Write out the lines below as a numbered list, skipping blank lines and leaving out the pictures.
--- begin Given information ---
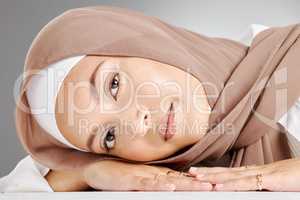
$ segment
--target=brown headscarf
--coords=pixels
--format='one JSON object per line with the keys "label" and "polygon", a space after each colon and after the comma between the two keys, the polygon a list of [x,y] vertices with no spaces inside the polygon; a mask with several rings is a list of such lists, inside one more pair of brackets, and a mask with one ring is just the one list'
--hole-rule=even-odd
{"label": "brown headscarf", "polygon": [[[290,157],[276,124],[300,95],[299,24],[270,28],[250,47],[169,25],[117,7],[72,9],[47,24],[27,54],[25,73],[76,55],[134,56],[178,67],[198,78],[213,108],[198,143],[148,162],[186,168],[229,158],[227,166],[264,164]],[[102,159],[61,144],[30,114],[24,77],[16,108],[18,135],[30,155],[51,169],[71,169]],[[284,100],[280,92],[285,91]],[[280,109],[285,106],[286,109]],[[123,159],[120,159],[123,160]]]}

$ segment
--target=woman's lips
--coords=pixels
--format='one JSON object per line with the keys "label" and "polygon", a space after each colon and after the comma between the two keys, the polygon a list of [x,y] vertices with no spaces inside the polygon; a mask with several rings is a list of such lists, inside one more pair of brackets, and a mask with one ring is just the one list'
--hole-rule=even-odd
--- end Given information ---
Answer for the task:
1. $ segment
2. --target=brown headscarf
3. --coords=pixels
4. --format='one JSON object per line with the keys "label" and "polygon", a space after each colon and after the comma between the two keys, the polygon a list of [x,y] vertices with no spaces inside the polygon; a mask with several rings is a list of such lists, inside one more pair of brackets, and a mask with one ring is just the one list'
5. --hole-rule=even-odd
6. {"label": "brown headscarf", "polygon": [[[290,157],[276,124],[300,95],[299,24],[270,28],[250,47],[169,25],[117,7],[72,9],[47,24],[27,54],[25,73],[76,55],[134,56],[178,67],[198,78],[213,108],[198,143],[148,162],[186,168],[229,158],[227,166],[264,164]],[[102,159],[61,144],[30,114],[24,77],[16,108],[18,135],[30,155],[51,169],[71,169]],[[284,100],[280,92],[285,91]],[[280,109],[285,106],[286,109]],[[123,159],[120,159],[123,160]]]}
7. $ segment
8. --target=woman's lips
9. --coords=pixels
10. --format='one JSON object per line with the keys "label" and "polygon", a space after each colon and after the comma between the two keys, the polygon a list of [x,y] vertices with no spaces inside the polygon; a mask with several rings is a list of such lists, inside one more pair of brackets, and a mask with one ring is just the one list'
11. --hole-rule=even-odd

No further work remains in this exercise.